#### Task instructions
What is the number of lines in the following data that contain "point"? Answer with the number alone.

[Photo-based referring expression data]
-------
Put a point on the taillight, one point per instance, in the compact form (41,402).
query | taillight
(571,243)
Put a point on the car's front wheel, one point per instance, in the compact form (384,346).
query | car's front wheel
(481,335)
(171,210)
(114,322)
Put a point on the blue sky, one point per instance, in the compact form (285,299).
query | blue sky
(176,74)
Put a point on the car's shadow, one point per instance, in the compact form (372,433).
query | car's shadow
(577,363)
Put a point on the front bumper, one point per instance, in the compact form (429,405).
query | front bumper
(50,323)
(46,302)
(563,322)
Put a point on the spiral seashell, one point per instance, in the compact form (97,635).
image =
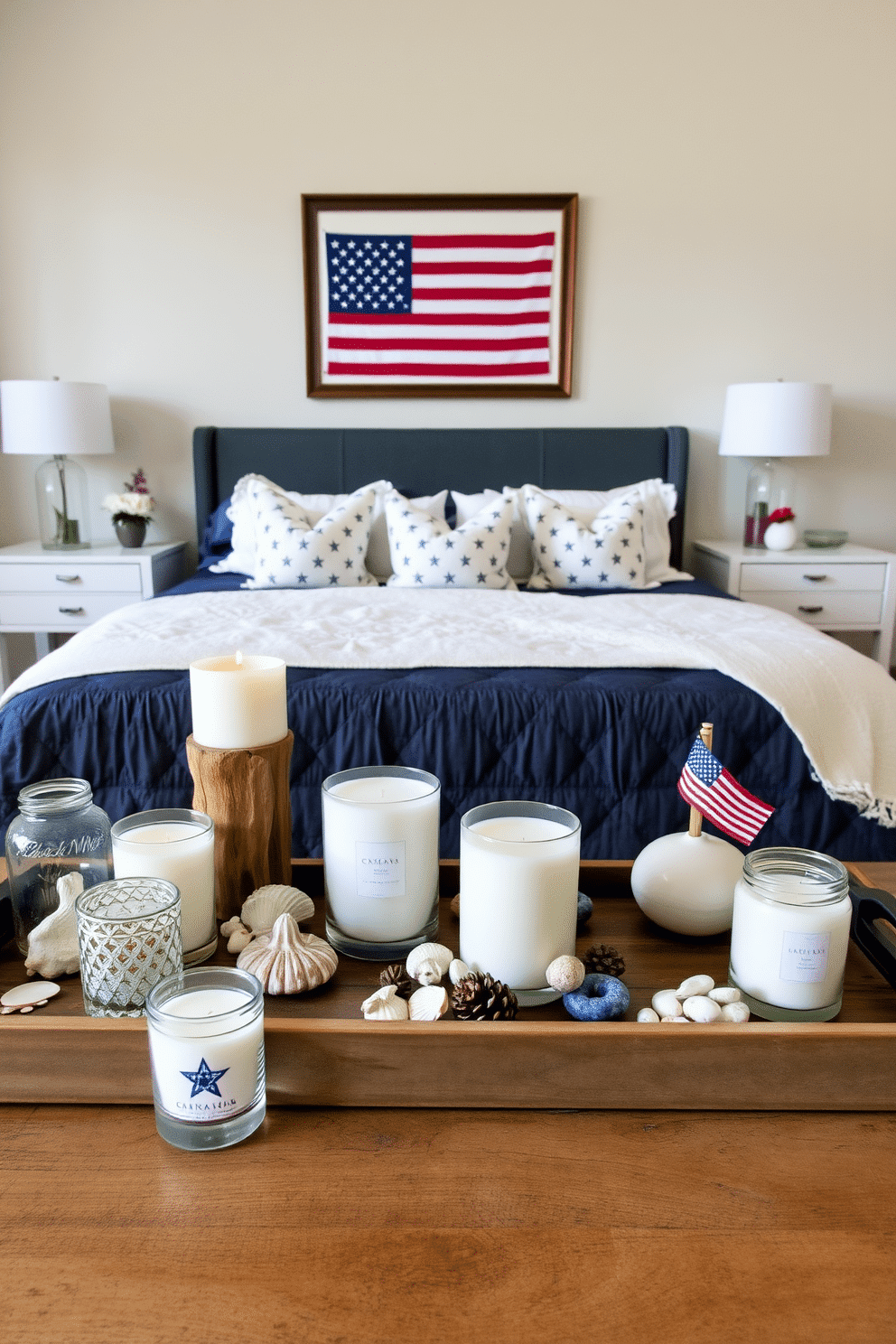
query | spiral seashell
(286,960)
(266,903)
-------
#### Response
6